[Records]

^^^^^^^^

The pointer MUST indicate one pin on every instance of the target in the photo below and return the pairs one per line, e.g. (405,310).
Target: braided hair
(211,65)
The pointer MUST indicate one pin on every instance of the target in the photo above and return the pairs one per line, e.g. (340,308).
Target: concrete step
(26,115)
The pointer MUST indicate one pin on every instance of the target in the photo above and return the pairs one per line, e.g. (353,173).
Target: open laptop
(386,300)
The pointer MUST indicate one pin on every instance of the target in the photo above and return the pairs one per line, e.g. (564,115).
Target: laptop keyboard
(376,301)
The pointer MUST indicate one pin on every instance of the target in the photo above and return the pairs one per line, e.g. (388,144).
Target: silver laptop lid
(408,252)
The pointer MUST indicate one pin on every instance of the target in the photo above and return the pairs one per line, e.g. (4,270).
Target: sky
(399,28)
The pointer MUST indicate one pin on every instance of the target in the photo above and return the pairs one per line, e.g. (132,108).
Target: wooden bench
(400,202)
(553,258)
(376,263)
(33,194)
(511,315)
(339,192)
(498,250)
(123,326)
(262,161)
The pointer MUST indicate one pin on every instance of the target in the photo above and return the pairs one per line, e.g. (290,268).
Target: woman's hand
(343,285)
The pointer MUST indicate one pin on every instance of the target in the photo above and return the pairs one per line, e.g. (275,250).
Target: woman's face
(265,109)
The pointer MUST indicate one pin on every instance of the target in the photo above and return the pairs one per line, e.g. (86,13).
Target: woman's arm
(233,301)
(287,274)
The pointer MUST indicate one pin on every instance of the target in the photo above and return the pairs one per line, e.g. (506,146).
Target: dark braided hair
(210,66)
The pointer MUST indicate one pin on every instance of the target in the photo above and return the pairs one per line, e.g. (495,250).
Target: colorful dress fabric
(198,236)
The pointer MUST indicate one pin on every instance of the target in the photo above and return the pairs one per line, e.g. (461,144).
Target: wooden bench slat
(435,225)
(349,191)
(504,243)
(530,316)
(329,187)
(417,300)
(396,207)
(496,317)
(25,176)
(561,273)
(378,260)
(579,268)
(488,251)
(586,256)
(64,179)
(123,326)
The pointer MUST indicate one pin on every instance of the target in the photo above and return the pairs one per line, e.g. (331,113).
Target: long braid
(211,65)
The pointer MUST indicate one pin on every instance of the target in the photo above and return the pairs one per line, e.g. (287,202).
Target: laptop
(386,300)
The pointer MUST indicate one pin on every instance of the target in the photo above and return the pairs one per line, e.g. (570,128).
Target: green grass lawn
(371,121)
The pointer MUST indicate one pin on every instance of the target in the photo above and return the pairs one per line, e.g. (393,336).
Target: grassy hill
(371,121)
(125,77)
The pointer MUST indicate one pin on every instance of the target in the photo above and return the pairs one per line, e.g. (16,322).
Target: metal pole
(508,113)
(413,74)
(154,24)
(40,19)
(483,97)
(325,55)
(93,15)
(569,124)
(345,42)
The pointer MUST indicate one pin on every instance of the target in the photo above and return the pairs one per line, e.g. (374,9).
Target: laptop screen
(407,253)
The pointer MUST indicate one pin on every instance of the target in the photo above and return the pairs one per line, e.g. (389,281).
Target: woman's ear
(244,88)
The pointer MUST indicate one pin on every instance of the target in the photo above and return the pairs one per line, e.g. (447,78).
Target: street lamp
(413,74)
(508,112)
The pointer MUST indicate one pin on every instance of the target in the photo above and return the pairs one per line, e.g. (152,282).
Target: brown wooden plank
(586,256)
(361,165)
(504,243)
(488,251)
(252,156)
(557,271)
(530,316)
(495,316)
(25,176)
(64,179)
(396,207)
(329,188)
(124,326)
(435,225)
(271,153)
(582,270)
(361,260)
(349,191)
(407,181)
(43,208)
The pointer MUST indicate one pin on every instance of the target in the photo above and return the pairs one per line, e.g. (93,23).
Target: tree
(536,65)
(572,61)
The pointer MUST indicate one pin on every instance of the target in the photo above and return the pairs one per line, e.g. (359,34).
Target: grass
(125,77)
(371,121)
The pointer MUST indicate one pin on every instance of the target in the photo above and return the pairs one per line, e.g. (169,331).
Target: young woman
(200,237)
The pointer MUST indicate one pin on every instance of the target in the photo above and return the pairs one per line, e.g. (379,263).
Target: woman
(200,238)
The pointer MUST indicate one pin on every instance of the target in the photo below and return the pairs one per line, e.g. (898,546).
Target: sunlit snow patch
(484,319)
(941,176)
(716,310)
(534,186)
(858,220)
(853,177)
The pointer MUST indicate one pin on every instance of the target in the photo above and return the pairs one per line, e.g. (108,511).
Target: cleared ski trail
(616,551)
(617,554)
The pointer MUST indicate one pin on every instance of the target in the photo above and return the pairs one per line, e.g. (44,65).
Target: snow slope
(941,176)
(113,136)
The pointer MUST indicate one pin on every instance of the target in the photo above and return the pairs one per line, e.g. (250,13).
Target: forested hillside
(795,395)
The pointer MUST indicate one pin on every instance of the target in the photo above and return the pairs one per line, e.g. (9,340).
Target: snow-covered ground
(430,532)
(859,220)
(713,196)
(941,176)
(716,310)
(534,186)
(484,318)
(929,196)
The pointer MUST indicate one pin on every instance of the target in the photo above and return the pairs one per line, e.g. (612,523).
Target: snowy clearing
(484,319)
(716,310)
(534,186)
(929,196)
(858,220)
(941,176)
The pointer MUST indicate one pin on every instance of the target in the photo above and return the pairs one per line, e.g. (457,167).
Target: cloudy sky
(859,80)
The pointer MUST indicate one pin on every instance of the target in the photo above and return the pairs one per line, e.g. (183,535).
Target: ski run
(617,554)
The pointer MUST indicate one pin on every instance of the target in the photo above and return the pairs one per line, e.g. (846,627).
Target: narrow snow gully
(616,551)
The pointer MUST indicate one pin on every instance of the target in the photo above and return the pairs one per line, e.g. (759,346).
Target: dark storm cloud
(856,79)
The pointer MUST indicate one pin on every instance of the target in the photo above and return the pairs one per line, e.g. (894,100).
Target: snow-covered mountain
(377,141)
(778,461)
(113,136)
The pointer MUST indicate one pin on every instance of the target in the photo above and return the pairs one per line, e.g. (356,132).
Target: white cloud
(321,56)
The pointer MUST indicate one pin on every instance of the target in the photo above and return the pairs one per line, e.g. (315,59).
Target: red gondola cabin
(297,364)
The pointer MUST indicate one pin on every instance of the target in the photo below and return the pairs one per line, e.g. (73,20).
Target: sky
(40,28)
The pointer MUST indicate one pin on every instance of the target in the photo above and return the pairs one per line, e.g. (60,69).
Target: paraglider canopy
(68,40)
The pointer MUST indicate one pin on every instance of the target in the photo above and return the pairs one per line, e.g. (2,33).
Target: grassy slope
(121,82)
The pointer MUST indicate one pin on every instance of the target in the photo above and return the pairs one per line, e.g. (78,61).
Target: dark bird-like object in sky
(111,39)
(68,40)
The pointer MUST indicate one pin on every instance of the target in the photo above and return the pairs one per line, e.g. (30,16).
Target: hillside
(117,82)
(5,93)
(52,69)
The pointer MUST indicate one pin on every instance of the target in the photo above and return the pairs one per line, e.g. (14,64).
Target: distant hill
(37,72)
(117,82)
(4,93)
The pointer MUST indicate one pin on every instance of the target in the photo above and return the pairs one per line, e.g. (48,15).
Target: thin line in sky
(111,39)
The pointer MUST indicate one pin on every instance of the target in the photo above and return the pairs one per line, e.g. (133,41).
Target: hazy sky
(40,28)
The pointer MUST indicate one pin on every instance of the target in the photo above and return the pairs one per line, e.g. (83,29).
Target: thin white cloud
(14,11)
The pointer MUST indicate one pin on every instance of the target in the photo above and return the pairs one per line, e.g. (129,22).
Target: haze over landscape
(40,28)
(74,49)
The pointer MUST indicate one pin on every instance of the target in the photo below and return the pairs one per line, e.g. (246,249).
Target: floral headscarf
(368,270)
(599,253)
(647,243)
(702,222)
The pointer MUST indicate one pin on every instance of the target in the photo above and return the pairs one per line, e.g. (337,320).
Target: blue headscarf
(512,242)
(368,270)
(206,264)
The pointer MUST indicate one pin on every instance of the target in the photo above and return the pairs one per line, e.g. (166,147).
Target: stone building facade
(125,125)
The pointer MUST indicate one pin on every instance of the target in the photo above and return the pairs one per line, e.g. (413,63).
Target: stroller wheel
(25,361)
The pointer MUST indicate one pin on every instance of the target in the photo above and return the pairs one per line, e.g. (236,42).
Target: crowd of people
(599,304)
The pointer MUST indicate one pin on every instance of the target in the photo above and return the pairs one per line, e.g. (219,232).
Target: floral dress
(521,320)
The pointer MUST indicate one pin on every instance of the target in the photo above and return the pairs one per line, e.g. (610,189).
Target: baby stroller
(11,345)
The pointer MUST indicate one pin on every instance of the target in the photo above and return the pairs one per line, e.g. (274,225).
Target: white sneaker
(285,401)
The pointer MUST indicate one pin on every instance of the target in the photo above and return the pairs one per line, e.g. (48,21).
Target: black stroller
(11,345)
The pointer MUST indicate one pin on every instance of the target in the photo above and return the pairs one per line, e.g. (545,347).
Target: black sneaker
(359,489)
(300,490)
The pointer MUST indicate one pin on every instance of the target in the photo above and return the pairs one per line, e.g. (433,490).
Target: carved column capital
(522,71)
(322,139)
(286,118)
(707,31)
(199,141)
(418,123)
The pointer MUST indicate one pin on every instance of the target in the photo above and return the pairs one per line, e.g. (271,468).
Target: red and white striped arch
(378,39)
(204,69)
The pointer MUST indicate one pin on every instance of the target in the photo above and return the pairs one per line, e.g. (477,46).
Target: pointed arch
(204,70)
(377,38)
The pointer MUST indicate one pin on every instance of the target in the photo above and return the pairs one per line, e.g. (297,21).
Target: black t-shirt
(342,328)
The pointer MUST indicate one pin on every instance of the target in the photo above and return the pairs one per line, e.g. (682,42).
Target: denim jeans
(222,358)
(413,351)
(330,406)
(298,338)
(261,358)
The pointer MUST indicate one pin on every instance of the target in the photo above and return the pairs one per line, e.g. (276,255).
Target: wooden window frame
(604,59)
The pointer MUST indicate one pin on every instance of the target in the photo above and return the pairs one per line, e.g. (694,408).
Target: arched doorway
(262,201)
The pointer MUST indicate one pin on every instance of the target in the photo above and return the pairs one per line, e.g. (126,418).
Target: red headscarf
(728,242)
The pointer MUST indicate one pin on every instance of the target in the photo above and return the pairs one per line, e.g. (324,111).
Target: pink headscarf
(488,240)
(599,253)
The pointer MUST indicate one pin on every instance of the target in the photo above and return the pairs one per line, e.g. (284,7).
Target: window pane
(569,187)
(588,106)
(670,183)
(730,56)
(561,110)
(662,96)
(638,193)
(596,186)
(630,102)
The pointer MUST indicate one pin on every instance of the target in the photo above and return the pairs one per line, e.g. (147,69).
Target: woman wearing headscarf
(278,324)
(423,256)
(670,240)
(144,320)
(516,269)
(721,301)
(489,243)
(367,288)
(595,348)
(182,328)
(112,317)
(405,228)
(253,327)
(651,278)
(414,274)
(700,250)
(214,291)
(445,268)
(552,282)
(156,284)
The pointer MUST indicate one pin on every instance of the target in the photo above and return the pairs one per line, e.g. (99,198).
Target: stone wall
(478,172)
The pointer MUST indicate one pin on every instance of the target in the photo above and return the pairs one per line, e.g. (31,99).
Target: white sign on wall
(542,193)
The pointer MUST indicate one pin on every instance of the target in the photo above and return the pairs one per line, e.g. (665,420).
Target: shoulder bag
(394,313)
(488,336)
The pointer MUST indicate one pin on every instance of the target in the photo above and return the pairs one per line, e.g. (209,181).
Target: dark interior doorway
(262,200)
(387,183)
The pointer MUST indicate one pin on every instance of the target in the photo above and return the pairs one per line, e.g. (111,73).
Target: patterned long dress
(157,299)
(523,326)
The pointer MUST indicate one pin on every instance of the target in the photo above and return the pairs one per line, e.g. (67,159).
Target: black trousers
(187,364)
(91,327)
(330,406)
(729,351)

^^^^^^^^

• _PROBLEM_
Copy exactly the lines of the listing above, beginning at the line with "line, e.g. (99,198)." and ending at its final line; write out nothing else.

• _RESULT FOR THIS TASK_
The pointer MUST indicate one pin on every instance of the target in the photo above and return the pairs one per line, e.g. (99,198).
Target: stone wall
(478,172)
The pointer MUST indicate one pin on every instance of the target in the photo above and return the pairs one per line, e.g. (31,99).
Target: white sign on wall
(542,193)
The pointer MUST indicate one pin on every instance of the target in the photo above and return the pairs one per line, e.g. (665,420).
Target: shoulder bag
(394,313)
(488,336)
The pointer MUST indicate one pin on every instance of the target in the photo above and return the pairs one per line, e.g. (209,181).
Target: dark interior doorway
(262,200)
(387,183)
The pointer MUST indicate one pin on every instance of the target in the photo above and return the pairs one per line, e.g. (111,73).
Target: patterned long dress
(157,299)
(523,326)
The pointer MUST indicate one pin on every instance of the target in the photo above and return the pairs one per line, e.g. (67,159).
Target: black trousers
(187,364)
(91,327)
(330,406)
(729,351)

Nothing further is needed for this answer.